Content starts
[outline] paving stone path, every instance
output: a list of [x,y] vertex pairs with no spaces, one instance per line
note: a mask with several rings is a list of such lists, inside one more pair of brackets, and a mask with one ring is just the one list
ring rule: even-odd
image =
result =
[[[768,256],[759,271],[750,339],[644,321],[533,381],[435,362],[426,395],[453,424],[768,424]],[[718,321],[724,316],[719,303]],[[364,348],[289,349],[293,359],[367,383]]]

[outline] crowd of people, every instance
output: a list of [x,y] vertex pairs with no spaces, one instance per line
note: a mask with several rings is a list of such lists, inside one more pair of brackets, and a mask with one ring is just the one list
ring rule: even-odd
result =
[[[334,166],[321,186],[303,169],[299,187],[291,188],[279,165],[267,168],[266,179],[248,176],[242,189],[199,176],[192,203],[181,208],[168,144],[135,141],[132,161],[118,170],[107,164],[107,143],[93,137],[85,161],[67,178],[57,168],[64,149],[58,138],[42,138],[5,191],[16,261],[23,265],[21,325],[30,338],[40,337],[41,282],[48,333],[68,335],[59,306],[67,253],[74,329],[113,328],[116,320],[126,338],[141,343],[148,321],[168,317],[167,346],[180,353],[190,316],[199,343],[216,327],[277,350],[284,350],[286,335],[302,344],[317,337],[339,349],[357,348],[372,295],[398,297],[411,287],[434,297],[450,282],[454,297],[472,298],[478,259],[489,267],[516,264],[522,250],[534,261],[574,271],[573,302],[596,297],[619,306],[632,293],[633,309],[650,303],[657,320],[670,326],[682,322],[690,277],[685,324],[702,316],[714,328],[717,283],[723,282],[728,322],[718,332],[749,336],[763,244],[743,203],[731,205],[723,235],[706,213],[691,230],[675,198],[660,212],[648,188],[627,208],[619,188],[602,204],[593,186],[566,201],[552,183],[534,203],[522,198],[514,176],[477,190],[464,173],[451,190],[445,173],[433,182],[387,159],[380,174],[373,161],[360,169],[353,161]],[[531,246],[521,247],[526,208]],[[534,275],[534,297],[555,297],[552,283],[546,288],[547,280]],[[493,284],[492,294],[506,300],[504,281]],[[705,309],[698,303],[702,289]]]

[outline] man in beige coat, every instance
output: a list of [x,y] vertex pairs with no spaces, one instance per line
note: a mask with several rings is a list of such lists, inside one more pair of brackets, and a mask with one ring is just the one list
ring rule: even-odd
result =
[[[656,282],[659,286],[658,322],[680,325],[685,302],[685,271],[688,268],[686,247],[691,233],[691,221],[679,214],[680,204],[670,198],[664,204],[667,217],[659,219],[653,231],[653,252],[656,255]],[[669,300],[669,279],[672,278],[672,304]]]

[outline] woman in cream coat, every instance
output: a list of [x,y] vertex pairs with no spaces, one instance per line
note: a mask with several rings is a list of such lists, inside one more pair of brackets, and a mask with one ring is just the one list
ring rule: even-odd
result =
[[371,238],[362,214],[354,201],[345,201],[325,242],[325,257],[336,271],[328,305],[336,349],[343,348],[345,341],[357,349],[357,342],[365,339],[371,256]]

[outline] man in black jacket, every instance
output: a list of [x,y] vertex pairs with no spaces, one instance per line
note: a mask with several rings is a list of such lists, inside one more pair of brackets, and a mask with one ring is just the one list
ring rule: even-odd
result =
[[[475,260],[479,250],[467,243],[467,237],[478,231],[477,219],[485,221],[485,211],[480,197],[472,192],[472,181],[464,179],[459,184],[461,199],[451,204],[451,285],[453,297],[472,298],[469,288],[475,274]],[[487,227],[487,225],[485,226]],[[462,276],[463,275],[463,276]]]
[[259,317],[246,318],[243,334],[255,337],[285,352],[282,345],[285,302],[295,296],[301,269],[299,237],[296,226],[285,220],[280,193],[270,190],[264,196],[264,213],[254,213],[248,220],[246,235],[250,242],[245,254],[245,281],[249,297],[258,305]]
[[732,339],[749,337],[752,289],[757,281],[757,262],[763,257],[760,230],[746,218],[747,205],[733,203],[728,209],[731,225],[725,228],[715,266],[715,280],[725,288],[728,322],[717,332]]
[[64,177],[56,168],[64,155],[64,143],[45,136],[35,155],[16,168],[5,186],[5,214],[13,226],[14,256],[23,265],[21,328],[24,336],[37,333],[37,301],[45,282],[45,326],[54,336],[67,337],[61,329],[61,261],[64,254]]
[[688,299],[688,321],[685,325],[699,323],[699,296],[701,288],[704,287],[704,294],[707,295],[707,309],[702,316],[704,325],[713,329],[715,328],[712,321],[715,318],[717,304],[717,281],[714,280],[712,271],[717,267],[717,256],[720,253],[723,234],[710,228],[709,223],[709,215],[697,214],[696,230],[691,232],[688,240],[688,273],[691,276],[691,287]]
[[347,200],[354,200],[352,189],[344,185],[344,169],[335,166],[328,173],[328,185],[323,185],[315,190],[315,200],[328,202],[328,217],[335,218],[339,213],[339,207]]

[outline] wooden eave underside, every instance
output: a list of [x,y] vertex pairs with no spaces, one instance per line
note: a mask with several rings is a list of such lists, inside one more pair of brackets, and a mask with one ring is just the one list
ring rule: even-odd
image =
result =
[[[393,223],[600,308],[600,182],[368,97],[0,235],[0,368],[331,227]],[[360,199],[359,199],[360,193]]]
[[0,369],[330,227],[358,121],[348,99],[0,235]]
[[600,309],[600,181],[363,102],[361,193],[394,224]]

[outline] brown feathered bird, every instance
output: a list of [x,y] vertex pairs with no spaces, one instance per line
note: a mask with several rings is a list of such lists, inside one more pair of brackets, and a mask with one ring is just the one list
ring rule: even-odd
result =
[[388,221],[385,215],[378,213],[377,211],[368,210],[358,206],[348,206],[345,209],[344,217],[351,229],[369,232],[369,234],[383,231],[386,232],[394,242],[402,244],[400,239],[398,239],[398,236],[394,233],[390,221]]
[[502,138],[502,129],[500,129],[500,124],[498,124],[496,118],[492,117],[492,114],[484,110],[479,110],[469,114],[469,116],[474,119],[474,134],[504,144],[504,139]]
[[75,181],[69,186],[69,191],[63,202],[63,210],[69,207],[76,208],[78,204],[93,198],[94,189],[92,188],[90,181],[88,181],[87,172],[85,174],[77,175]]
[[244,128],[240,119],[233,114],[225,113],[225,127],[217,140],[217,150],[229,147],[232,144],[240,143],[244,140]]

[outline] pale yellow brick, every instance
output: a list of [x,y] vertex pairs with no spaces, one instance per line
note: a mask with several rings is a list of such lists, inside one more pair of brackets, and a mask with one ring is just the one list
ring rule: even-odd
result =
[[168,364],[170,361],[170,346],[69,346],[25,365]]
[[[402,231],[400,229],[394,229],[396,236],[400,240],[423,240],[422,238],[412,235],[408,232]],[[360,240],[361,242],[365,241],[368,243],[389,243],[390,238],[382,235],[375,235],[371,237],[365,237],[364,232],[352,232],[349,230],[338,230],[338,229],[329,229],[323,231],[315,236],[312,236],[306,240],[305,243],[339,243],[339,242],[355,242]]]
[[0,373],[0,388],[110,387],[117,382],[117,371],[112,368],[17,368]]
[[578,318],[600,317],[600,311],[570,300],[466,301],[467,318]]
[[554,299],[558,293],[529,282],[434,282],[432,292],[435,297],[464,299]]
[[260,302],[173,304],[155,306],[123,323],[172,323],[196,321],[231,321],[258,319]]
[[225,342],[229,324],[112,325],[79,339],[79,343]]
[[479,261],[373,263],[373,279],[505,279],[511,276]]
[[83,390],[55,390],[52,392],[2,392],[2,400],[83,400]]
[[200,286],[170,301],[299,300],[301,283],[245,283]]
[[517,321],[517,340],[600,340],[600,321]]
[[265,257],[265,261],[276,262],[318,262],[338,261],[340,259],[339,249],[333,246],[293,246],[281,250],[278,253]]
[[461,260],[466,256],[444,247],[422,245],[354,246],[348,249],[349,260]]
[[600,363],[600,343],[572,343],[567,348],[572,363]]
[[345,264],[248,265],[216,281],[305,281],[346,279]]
Content ends
_Task_: Where a line in the records above holds the string "every", it counts toward the total; give that total alone.

_Solution_: 8